**PASSAGE PROVIDED:**
.....

Amazon scientist explains how Alexa resolves ambiguous requests

During a blockbuster press event last week, Amazon took the wraps off a redesigned Echo Show, Echo Plus, and Echo Spot, and nine other new other voice-activated accessories, peripherals, and smart speakers powered by Alexa. Also in tow: the Alexa Presentation Language, which lets developers build "multimodal" Alexa apps -- skills -- that combine voice, touch, text, images, graphics, audio, and video in a single interface.

Developing the frameworks that underlie it was easier said than done, according to Amazon senior speech scientist Vishal Naik. In a blog post today, he explained how Alexa leverages multiple neural networks -- layered math functions that loosely mimic the human brain's physiology -- to resolve ambiguous requests. The work is also detailed in a paper ("Context Aware Conversational Understanding for Intelligent Agents with a Screen") that was presented earlier this year at the Association for the Advancement of Artificial Intelligence.

"If a customer says, 'Alexa, play Harry Potter,' the Echo Show screen could display separate graphics representing a Harry Potter audiobook, a movie, and a soundtrack," he explained. "If the customer follows up by saying 'the last one,' the system must determine whether that means the last item in the on-screen list, the last Harry Potter movie, or something else."

.....

**COMPLETE THE FOLLOWING:**
A) From the article on how Alexa resolves ambiguous requests, duplicate everything from "Amazon scientist explains" down to "a single interface.".
B) In the article on how Alexa resolves ambiguous requests, what does the Alexa Presentation Language let developers build?

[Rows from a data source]
.....

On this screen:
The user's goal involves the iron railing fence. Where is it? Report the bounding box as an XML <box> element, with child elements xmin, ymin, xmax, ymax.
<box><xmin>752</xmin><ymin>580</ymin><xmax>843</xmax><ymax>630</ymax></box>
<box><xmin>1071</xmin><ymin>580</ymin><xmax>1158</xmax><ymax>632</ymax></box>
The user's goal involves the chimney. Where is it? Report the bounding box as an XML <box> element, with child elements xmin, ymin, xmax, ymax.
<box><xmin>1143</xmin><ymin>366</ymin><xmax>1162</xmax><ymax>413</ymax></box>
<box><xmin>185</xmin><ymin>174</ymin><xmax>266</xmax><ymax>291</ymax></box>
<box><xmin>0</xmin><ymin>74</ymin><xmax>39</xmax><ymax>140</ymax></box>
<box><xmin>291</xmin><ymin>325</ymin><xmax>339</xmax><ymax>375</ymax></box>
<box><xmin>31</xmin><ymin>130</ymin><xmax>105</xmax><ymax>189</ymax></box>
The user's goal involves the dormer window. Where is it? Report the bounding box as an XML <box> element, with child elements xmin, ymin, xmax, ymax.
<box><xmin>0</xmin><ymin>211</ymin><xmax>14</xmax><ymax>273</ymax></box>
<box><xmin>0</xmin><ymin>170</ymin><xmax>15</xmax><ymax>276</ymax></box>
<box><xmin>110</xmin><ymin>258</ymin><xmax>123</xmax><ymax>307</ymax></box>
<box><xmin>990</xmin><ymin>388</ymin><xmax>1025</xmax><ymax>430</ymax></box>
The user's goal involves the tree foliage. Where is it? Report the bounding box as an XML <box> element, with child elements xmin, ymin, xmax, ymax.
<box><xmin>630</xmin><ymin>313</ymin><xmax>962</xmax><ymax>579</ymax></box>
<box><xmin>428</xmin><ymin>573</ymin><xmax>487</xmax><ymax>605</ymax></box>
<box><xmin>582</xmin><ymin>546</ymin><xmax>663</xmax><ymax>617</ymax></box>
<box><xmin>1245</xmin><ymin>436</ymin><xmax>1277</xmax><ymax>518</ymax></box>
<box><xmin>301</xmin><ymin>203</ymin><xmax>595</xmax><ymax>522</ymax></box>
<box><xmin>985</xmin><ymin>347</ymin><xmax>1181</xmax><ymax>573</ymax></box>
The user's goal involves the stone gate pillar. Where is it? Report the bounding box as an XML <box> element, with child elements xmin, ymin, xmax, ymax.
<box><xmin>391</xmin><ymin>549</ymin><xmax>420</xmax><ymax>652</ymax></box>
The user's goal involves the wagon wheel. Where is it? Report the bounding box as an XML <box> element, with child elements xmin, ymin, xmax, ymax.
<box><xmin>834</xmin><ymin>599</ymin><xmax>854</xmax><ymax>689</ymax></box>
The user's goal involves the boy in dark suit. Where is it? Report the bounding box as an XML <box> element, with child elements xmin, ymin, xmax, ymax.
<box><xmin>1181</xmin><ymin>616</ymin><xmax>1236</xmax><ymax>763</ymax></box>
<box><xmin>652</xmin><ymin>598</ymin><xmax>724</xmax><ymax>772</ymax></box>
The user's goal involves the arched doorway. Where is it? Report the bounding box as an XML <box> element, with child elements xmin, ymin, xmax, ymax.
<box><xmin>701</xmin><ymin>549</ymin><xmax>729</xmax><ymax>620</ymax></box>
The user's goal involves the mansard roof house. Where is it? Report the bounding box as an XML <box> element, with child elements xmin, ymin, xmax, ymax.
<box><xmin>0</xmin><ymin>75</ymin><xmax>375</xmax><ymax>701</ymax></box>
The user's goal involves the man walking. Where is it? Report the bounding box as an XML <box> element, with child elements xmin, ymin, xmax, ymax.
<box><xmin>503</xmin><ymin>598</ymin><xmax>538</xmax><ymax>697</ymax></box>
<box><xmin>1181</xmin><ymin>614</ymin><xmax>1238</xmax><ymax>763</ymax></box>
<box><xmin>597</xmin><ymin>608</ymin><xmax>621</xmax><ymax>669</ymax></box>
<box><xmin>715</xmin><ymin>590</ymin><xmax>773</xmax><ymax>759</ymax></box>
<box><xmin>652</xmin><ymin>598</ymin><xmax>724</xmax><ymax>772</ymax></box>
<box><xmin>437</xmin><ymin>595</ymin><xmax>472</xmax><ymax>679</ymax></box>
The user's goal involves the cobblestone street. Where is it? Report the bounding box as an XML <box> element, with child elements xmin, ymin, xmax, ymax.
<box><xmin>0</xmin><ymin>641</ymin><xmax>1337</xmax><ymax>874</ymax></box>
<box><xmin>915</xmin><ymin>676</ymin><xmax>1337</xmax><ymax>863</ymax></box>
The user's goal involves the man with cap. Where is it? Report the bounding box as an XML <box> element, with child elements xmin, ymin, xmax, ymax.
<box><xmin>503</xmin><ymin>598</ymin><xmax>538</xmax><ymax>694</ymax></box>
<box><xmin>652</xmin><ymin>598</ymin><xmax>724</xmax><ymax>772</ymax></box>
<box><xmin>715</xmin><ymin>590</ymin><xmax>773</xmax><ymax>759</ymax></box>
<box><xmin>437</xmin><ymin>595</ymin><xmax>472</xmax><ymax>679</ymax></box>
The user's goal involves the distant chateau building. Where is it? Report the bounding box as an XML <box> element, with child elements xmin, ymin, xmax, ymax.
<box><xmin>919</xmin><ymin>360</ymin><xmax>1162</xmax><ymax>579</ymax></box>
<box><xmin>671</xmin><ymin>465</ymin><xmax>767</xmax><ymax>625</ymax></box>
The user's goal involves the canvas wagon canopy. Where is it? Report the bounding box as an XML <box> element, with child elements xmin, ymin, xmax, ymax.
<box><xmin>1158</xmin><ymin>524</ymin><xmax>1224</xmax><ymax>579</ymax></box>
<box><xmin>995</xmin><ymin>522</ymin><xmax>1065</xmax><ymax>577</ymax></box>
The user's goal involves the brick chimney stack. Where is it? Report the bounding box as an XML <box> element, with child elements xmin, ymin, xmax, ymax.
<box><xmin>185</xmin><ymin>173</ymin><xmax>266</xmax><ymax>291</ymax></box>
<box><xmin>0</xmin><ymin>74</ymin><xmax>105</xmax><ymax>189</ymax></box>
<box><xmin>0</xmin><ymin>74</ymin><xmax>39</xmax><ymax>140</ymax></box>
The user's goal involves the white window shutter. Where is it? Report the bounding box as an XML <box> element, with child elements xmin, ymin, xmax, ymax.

.....

**EXERCISE RESPONSES:**
A)
Amazon scientist explains how Alexa resolves ambiguous requests

During a blockbuster press event last week, Amazon took the wraps off a redesigned Echo Show, Echo Plus, and Echo Spot, and nine other new other voice-activated accessories, peripherals, and smart speakers powered by Alexa. Also in tow: the Alexa Presentation Language, which lets developers build "multimodal" Alexa apps -- skills -- that combine voice, touch, text, images, graphics, audio, and video in a single interface.

B) Multimodal Alexa apps, or skills, that combine voice, touch, text, images, graphics, audio, and video in a single interface.